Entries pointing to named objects
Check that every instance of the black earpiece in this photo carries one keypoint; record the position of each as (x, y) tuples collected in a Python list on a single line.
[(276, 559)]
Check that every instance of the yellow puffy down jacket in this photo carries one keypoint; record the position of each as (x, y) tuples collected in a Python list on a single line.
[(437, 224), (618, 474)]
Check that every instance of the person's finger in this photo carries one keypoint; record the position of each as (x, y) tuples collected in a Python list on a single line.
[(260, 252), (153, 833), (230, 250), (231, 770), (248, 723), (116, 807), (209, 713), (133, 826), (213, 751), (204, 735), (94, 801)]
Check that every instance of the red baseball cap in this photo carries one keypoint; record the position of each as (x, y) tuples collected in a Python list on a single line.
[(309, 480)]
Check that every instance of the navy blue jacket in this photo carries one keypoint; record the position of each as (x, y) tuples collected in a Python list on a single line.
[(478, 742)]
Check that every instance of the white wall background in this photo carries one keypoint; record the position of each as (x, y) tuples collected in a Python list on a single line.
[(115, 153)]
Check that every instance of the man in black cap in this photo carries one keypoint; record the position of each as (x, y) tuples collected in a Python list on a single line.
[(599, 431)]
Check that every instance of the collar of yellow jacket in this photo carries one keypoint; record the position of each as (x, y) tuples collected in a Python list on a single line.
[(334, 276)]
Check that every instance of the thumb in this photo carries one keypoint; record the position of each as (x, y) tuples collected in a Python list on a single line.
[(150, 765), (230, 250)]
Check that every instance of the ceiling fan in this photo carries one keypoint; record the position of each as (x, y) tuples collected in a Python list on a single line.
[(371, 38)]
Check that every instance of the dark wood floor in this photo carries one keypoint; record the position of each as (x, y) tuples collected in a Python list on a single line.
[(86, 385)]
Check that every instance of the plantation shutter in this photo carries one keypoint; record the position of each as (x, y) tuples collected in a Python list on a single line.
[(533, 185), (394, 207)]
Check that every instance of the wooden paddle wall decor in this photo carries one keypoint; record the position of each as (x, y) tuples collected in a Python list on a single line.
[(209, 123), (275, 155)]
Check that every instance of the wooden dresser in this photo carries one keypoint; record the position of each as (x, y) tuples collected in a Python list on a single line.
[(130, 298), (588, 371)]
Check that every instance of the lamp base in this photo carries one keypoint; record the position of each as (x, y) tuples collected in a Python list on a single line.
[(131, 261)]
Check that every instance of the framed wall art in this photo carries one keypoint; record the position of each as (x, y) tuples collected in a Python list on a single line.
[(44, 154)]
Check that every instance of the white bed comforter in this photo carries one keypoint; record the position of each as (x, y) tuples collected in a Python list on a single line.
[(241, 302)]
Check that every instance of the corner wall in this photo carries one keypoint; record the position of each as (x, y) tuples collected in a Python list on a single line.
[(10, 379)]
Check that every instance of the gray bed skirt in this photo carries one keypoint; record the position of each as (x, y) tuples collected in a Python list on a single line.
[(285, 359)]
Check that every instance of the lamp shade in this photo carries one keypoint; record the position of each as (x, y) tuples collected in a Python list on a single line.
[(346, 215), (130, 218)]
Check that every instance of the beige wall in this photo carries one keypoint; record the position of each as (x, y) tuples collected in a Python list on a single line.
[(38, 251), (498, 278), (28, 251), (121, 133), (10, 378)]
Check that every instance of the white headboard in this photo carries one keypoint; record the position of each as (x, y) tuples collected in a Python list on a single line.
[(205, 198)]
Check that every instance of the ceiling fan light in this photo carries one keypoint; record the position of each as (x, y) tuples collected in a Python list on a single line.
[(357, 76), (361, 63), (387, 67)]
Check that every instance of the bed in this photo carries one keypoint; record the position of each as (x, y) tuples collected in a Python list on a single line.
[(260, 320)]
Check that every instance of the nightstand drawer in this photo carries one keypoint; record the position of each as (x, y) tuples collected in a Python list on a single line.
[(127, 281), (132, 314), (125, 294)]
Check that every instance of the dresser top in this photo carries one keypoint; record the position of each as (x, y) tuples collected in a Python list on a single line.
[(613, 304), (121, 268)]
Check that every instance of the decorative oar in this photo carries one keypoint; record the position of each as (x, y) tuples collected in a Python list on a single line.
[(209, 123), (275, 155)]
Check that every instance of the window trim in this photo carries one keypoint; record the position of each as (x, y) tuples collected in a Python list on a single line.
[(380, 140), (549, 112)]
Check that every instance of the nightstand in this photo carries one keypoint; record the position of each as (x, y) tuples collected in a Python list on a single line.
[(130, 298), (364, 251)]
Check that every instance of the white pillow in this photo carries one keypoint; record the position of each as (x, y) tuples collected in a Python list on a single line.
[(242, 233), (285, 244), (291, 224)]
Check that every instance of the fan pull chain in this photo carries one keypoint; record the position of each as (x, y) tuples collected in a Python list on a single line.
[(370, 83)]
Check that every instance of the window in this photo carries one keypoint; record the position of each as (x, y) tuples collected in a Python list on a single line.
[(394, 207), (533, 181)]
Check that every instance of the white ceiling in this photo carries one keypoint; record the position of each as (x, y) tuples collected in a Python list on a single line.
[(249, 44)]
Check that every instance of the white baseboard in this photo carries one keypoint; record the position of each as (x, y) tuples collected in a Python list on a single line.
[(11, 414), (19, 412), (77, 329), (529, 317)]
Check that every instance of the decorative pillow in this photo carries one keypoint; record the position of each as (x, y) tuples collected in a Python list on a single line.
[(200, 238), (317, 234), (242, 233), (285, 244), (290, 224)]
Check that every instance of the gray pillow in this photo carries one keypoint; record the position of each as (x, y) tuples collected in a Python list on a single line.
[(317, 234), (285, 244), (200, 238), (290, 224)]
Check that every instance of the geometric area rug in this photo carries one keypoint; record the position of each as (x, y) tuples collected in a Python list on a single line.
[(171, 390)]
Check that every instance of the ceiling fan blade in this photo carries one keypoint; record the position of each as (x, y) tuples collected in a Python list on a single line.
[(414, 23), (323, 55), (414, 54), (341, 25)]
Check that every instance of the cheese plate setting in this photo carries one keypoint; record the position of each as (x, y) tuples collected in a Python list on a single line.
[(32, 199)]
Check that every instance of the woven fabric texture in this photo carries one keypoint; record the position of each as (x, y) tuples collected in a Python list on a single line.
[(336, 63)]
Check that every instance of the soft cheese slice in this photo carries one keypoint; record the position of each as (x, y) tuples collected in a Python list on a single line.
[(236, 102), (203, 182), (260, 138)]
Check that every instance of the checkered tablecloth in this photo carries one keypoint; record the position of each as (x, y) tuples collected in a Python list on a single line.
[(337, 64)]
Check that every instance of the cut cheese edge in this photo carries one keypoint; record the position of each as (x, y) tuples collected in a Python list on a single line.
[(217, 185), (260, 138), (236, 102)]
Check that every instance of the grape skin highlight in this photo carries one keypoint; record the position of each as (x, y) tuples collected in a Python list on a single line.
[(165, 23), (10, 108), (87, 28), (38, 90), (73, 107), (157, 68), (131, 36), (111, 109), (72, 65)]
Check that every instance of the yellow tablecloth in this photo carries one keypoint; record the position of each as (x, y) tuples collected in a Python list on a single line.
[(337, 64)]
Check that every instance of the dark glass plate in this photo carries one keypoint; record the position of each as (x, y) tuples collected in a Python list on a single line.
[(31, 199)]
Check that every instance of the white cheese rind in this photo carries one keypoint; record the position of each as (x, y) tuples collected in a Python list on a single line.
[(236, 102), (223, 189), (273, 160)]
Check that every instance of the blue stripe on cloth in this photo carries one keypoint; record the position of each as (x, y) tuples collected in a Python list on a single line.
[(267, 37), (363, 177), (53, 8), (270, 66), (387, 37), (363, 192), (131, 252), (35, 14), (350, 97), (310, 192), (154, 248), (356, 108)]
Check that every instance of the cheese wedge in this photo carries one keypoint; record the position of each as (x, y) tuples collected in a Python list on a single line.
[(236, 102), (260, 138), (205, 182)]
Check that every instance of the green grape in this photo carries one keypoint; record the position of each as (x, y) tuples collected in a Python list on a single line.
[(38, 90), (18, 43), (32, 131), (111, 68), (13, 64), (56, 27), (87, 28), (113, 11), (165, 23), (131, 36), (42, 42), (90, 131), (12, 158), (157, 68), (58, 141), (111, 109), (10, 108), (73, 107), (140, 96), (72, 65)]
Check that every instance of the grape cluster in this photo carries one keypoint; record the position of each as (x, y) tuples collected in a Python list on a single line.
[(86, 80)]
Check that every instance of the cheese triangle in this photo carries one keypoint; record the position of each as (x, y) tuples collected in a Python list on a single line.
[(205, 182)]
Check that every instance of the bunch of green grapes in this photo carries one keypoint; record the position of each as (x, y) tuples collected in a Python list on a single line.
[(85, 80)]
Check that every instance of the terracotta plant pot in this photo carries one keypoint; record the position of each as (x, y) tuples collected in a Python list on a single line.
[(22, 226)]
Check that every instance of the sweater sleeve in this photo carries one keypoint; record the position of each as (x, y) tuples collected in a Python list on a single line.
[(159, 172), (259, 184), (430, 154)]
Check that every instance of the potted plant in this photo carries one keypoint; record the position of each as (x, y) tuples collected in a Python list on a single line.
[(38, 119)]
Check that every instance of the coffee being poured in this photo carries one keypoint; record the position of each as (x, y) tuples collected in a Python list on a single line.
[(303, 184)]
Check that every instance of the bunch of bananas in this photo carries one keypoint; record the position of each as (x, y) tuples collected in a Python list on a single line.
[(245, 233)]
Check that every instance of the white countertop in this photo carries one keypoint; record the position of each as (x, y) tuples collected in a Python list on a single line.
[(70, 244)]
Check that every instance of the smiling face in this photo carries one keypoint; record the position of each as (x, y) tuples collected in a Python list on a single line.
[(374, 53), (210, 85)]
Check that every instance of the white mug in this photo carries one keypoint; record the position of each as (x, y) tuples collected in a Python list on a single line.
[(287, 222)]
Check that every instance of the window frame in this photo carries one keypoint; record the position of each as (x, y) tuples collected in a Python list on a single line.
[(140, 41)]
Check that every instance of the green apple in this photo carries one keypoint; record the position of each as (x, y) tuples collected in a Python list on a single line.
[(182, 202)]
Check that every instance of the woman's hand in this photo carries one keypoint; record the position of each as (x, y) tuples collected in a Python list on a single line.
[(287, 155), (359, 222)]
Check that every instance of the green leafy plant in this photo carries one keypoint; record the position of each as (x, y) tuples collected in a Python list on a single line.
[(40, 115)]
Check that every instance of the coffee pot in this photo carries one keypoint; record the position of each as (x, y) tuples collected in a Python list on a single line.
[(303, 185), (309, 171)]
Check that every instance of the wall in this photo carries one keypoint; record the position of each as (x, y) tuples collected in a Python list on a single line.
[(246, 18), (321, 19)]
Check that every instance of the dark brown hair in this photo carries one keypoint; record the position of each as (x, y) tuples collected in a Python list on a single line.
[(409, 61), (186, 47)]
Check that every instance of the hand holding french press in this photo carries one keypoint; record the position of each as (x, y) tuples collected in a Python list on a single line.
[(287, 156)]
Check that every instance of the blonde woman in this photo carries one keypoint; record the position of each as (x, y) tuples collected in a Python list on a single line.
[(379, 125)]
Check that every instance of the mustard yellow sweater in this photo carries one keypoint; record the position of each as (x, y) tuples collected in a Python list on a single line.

**INSTRUCTION:** Can you repeat, word for word, the part of the material that opens with the line containing "Check that every instance of the gray pillow" and closes with the line containing "[(171, 390)]", including both of those lines?

**TASK OUTPUT:**
Check that every instance of the gray pillow in this photo carries one keypoint; record the position of each as (x, y) tuples collected in a Python list on a single line.
[(317, 234), (285, 244), (200, 238), (290, 224)]
Check that every instance of the geometric area rug in this photo carries one keypoint; record the position of each as (x, y) tuples collected in a Python list on a single line.
[(171, 390)]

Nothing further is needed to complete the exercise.